Coordinate annotation records

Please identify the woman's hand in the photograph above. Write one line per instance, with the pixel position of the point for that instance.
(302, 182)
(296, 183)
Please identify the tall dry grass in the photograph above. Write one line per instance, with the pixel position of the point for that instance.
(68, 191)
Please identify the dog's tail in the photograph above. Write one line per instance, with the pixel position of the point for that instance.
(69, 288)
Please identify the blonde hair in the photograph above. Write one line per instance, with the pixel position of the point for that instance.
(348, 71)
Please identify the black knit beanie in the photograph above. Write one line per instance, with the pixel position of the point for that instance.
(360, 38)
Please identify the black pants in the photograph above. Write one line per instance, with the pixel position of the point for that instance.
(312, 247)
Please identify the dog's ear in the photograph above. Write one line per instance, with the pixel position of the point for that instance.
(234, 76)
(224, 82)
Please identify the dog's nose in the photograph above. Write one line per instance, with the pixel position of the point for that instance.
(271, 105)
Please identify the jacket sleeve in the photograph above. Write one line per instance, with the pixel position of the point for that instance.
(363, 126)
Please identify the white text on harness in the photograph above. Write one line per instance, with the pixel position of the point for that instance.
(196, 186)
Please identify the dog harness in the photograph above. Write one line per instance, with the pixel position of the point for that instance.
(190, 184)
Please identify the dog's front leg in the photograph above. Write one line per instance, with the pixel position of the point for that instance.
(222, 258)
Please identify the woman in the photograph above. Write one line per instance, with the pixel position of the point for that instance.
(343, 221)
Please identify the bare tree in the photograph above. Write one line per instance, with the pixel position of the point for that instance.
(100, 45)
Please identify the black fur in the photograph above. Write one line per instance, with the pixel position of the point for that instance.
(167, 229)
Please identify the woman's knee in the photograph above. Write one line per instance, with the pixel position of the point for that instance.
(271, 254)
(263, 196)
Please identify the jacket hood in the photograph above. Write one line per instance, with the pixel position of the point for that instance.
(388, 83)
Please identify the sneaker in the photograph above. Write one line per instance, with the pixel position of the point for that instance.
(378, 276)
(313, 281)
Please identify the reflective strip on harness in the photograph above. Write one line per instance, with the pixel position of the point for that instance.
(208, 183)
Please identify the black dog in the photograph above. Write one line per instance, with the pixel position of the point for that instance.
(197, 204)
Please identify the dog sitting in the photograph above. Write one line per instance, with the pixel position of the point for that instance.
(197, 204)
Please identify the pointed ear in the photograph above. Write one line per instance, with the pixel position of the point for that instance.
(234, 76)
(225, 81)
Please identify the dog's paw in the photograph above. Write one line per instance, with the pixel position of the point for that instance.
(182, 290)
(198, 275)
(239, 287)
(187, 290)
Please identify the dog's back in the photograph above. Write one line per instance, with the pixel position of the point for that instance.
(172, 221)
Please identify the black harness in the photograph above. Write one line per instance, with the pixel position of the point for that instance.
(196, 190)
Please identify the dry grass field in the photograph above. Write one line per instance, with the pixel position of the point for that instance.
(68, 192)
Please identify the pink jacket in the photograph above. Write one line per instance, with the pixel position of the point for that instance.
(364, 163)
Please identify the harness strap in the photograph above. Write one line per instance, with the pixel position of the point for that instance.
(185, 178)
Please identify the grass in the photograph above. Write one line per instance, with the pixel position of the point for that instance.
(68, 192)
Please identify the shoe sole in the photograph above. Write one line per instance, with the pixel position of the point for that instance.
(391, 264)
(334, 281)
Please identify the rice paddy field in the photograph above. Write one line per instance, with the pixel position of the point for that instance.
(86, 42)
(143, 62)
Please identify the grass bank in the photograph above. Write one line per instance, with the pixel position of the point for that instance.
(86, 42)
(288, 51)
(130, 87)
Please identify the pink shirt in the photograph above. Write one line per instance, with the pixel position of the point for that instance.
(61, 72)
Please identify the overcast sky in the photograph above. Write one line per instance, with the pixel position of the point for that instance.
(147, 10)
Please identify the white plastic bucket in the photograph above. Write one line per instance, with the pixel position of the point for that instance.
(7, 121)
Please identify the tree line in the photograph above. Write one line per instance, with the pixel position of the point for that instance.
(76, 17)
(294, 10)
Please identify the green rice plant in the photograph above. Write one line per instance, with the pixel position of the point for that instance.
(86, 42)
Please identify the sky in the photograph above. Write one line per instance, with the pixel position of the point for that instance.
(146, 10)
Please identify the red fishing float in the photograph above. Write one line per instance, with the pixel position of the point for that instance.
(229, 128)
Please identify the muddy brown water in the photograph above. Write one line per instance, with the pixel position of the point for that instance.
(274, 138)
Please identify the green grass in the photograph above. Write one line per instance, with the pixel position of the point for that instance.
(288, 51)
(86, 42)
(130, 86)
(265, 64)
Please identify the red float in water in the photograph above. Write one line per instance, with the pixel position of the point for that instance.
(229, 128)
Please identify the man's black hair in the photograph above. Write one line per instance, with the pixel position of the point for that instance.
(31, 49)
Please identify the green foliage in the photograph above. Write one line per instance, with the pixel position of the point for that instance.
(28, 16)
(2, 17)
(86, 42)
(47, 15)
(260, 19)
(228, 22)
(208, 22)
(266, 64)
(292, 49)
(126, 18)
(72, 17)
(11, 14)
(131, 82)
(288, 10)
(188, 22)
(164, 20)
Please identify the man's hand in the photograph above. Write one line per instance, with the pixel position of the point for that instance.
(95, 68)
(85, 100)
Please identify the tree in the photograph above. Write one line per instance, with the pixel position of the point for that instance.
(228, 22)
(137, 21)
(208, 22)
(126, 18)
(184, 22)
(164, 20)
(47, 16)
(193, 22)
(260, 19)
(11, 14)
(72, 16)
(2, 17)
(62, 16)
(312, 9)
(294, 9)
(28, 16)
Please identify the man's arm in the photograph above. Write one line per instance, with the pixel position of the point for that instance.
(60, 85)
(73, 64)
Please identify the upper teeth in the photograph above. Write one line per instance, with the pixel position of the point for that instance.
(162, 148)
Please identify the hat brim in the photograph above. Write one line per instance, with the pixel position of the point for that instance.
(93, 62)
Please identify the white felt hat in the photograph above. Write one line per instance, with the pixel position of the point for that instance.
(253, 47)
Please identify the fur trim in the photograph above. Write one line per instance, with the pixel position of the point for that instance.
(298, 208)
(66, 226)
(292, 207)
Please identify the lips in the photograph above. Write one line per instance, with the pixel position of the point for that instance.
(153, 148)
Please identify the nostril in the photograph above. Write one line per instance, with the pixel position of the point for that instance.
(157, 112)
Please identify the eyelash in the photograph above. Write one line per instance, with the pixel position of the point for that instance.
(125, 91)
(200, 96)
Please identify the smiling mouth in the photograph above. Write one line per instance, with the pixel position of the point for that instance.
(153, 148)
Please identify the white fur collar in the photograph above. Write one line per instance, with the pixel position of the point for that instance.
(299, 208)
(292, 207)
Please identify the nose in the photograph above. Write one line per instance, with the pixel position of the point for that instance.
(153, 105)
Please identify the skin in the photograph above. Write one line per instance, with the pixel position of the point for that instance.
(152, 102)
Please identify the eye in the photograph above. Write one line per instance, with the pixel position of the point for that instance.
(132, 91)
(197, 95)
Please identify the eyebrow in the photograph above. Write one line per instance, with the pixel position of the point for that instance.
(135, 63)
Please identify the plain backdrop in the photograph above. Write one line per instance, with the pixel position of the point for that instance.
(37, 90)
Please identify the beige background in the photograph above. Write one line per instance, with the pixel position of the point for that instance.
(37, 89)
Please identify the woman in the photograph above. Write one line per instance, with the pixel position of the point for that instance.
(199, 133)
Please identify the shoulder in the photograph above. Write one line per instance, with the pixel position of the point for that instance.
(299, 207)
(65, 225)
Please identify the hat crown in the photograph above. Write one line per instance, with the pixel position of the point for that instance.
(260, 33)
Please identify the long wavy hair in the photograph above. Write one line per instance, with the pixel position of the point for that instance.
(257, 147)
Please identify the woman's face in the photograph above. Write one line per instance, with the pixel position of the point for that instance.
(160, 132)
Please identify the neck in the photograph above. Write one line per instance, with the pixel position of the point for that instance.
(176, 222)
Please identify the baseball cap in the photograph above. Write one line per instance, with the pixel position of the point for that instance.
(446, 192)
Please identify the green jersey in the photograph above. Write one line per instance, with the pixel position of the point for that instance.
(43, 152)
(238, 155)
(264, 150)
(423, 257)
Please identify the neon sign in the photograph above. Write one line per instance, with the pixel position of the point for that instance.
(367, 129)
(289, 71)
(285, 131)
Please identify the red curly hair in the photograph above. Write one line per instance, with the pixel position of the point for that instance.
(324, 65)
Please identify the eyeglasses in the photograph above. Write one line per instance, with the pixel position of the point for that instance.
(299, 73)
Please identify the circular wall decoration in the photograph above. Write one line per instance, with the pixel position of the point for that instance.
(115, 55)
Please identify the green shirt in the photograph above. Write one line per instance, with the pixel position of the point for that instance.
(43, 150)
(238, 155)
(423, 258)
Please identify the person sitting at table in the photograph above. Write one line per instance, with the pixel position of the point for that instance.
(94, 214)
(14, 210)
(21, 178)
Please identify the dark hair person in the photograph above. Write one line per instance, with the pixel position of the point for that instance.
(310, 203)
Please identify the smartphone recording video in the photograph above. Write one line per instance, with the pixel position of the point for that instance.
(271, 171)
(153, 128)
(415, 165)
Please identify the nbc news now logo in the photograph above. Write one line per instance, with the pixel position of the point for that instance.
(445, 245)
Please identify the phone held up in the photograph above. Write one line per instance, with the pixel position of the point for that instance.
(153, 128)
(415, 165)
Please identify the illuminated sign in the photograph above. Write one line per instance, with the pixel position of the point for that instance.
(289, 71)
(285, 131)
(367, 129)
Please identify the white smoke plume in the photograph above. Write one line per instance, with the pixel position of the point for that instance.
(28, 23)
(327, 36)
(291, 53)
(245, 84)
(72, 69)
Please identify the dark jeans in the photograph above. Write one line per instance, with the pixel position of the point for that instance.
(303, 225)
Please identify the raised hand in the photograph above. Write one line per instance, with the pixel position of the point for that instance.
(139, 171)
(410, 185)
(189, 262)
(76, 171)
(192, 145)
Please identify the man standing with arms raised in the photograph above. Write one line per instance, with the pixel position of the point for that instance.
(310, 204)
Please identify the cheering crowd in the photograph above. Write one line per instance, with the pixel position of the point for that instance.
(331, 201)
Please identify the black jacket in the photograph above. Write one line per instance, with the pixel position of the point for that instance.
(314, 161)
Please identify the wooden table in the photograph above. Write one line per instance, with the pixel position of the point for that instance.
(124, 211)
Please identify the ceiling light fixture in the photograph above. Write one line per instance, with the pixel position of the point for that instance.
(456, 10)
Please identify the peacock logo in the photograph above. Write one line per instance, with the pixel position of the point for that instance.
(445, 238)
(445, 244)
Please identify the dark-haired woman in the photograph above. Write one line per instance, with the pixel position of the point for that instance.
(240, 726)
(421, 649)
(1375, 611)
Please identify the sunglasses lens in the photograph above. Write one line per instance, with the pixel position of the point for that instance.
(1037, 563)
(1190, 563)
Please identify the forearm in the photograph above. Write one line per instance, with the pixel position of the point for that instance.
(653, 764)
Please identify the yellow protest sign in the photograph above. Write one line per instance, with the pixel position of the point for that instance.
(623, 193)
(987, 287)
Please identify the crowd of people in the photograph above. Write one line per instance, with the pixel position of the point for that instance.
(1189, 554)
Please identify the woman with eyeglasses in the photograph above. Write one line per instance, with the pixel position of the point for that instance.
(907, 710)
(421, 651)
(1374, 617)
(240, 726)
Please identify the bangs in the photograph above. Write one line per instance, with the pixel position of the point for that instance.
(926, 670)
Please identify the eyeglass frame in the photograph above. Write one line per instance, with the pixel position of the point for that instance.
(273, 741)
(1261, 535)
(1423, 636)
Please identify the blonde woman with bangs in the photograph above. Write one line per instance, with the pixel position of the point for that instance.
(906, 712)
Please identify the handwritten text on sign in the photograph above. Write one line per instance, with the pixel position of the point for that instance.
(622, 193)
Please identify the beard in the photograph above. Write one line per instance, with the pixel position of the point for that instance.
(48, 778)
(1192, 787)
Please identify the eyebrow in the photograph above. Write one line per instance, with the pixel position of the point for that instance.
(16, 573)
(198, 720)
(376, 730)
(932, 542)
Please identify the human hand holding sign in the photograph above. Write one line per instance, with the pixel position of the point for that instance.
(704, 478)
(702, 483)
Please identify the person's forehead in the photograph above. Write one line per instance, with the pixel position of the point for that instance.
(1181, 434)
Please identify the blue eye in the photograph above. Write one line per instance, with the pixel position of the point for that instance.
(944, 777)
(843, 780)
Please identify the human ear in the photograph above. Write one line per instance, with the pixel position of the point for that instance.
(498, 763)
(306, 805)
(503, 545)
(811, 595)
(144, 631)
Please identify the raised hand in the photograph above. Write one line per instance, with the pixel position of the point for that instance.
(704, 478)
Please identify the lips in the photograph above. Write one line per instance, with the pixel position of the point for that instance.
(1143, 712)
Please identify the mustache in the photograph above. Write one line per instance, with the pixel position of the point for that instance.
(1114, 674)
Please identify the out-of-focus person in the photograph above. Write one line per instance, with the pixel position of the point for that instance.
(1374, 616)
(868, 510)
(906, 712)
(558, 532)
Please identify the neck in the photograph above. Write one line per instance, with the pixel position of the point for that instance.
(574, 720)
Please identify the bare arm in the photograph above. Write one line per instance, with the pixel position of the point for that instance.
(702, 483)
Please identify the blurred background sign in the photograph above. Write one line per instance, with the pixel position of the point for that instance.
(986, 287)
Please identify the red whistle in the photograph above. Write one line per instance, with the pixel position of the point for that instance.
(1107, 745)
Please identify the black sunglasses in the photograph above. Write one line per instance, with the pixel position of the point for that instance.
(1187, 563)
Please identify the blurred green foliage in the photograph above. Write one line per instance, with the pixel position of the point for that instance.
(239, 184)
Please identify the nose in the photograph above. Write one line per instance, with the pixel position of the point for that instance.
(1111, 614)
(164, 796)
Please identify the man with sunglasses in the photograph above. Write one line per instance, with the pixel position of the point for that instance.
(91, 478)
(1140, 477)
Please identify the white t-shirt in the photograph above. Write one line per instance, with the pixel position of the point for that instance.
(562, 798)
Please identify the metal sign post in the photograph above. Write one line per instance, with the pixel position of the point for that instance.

**What you need to do:**
Above are the records; copy exactly the lines from the one with "Please identify the mustache" through the final line.

**Exercise result:**
Please identify the mustache in the photograph above. Write one line per instance, with the pixel position of the point for that instance.
(1114, 674)
Please identify the out-of-focus person in the photograph above. Write one line per instance, with the pixel position of the point for that instance.
(1374, 616)
(868, 510)
(906, 712)
(558, 532)
Please identify the neck in the photograph above. Write one line per instance, with the pixel position of the point for that instance.
(574, 720)
Please identify the bare arm in the photograph above. Write one line per instance, with the pixel position of the point for that instance.
(702, 483)
Please identify the blurred background sign in the photograph above. Write one line per instance, with the pixel position of the point for that instance.
(986, 287)
Please identify the red whistle in the photograph above. Write one line per instance, with the pixel position of the point for that instance.
(1107, 745)
Please identify the black sunglasses in the photograph above. Write one line per instance, with the pixel position of the point for that instance.
(1187, 563)
Please identify the blurred green foliage in the photograph above. Write one line per instance, with the pixel position of the point for that instance.
(239, 184)
Please identify the nose in the photograph above. Write one line per instance, with the pixel position of the point for that instance.
(1111, 614)
(164, 796)
Please identify the man with sunglasses in the photograph above. Write one line per instance, with the pixel position of the point for that instance.
(91, 478)
(1140, 477)
Please identify the white t-shirt in the photograph above. Write one line per instance, with the pixel position of the point for that instance.
(562, 798)
Please identify the metal sign post in the photograph above. Write one line per instance, with the pixel position of the point for that instance.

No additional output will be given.